- **TASK OBJECTIVE**: Name every disc title given in the review of the When the Sun Goes Down set below.

- **TEXT SECTION**:
* * *

True to its description as "100 Pioneering Blues Classics," the 4-CD
When the Sun Goes Down is a choice sample of blues and other related African-American styles from the vaults of Bluebird, one of the more productive roots labels of the past century. The "Secret History" tag is also apropos, given how many tunes here influenced or were directly copied by many of the well-known names in rock in the past 50 years.
The chronologically organized discs -- Walk Right In,The First Time I Met the Blues, That's Chicago's South Side, and That's All Right -- capture some of the best music from the mid-Twenties until the mid-Fifties. When the Sun Goes Down might exist thanks to the success of resurgent compilations like the O Brother, Where Art Thou? soundtrack, but it is equally true that current technology facilitates its existence. Modern digital surgery converts scratchy old 78s into translucent documents on prison songs, fiddle tunes, jug band jigs, country blues, urban stomps, and a cappella sermons. There are too many gems to mention. Larger-than-life artist and activist Paul Robeson evokes the very meaning of spiritual in "Sometimes I Feel Like a Motherless Child." Leadbelly delivers on prison cuts "Ham an' Eggs" and "Midnight Special," a tune about a Texas train that symbolized freedom to Sugarland penitentiary prisoners, Leadbelly included. Dylan favorite Blind Willie McTell does up his standard "Statesboro Blues," while Bonnie Raitt-fave Sippie Wallace supplies a definitive "I'm a Mighty Tight Woman." Then there's Big Boy Crudup's "That's All Right," made famous by Elvis. And how about country crooner Jimmie Rodgers doing "Blue Yodel #9" with Louis Armstrong on cornet? A few cuts could have been omitted, but with 100 tunes, who's complaining? And with liner notes as entertaining as the songs they describe, When the Sun Goes Down is a time capsule of African-American sonic expression, nothing less than American popular music from the last century.

* * *

- **DATA SUPPLIED**:

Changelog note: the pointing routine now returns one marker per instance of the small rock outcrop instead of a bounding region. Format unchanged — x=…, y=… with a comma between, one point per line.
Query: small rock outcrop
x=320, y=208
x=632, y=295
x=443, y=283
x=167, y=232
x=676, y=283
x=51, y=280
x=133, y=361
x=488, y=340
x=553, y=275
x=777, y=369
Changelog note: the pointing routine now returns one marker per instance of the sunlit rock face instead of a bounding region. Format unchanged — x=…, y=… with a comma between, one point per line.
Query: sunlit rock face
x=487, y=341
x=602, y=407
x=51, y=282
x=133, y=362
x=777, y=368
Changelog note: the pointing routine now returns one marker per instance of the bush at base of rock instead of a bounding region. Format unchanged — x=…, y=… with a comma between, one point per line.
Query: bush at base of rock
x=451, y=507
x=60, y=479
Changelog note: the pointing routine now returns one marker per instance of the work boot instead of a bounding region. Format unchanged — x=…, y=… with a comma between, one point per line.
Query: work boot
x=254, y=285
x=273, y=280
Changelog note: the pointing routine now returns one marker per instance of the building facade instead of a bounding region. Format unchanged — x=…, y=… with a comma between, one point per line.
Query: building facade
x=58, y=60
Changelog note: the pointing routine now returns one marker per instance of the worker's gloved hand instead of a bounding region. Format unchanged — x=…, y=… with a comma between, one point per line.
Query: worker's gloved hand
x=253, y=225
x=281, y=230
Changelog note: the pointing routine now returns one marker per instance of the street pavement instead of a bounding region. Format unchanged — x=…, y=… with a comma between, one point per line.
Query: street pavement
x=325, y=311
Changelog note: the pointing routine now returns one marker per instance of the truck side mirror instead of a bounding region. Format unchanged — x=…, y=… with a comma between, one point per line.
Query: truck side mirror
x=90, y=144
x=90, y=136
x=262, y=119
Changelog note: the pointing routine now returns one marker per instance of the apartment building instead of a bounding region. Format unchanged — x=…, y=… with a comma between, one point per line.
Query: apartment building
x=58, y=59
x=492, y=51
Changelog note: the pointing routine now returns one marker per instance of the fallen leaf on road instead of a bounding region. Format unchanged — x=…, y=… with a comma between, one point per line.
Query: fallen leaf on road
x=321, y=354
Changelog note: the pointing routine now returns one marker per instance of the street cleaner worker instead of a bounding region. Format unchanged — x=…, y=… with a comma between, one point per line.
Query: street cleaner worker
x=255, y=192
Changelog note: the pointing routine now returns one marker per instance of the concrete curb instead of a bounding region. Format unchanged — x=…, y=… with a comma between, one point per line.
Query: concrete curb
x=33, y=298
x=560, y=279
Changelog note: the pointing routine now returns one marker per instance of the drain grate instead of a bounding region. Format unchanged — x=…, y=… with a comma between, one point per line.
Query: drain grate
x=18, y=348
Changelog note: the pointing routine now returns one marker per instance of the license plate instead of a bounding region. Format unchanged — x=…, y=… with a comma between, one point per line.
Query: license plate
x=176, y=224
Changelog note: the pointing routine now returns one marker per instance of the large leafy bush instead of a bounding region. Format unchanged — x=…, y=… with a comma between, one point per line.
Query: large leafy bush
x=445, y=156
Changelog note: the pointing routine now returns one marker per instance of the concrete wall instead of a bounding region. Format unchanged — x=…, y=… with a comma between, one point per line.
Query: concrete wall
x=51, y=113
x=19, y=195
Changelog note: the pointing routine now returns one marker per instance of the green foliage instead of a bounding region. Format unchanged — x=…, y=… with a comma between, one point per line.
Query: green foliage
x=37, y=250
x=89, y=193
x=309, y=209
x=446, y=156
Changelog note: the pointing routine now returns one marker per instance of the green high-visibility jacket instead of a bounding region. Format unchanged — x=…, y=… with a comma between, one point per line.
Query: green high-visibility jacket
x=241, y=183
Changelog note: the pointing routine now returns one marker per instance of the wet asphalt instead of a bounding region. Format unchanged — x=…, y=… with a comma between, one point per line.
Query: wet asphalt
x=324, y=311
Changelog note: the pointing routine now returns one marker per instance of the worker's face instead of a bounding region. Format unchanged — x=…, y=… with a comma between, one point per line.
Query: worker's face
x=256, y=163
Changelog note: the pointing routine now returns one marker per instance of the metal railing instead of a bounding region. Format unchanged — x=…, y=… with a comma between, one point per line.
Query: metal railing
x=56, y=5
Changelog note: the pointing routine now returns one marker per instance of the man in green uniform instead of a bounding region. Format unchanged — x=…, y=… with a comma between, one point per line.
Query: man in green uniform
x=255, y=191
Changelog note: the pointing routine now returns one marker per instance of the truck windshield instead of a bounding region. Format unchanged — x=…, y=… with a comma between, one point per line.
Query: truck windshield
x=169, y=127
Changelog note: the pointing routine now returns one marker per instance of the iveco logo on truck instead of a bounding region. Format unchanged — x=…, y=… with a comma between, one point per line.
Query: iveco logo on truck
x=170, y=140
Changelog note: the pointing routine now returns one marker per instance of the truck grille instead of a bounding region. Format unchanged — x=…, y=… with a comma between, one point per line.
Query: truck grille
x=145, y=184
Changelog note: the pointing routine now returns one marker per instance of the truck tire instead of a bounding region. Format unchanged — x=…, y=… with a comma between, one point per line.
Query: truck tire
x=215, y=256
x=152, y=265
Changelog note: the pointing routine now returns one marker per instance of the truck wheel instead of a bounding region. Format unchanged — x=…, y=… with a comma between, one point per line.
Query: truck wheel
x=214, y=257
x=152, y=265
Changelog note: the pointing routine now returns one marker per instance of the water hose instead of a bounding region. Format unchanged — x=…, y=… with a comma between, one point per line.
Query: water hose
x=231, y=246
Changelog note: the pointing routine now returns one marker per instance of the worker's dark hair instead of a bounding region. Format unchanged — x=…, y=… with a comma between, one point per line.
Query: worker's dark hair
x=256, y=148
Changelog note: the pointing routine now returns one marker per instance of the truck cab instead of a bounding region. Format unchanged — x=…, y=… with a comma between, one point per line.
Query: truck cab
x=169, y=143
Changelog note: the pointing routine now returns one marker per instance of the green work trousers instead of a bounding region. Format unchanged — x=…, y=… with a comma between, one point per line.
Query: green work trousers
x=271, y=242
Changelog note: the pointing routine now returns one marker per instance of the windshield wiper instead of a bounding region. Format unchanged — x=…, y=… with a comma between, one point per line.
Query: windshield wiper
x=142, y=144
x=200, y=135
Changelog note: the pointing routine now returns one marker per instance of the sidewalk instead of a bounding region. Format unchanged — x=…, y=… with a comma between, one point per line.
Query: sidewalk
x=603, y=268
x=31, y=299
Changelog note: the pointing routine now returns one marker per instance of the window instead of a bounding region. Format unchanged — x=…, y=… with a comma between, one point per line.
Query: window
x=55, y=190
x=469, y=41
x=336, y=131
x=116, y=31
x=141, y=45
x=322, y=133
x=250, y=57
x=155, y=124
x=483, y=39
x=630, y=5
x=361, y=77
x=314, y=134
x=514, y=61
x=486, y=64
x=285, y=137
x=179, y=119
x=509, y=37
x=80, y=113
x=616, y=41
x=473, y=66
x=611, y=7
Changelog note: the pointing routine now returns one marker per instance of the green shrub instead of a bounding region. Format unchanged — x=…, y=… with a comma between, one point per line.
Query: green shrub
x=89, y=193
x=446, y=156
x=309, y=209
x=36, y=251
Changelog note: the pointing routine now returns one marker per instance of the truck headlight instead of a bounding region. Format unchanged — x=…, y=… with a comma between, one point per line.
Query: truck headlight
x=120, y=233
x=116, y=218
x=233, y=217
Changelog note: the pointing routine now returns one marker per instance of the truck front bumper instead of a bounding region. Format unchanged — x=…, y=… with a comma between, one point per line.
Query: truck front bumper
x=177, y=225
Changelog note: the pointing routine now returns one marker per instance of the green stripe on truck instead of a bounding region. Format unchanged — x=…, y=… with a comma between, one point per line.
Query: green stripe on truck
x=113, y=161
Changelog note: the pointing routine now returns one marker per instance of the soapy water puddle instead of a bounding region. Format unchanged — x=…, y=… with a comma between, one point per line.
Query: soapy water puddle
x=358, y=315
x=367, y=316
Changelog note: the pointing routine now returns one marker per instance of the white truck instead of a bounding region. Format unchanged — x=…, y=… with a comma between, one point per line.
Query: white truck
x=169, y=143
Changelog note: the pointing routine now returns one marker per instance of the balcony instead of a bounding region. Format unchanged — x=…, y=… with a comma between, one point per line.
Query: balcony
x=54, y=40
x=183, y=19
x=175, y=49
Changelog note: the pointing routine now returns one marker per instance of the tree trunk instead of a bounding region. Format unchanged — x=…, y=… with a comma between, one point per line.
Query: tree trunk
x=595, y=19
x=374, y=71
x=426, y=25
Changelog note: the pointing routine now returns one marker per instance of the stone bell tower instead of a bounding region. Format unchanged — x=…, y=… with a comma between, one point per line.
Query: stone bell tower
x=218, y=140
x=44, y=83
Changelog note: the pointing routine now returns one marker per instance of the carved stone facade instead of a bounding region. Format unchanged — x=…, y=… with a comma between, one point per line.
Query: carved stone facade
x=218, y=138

* * *

- **TASK SOLUTION**: Walk Right In; The First Time I Met the Blues; That's Chicago's South Side; That's All Right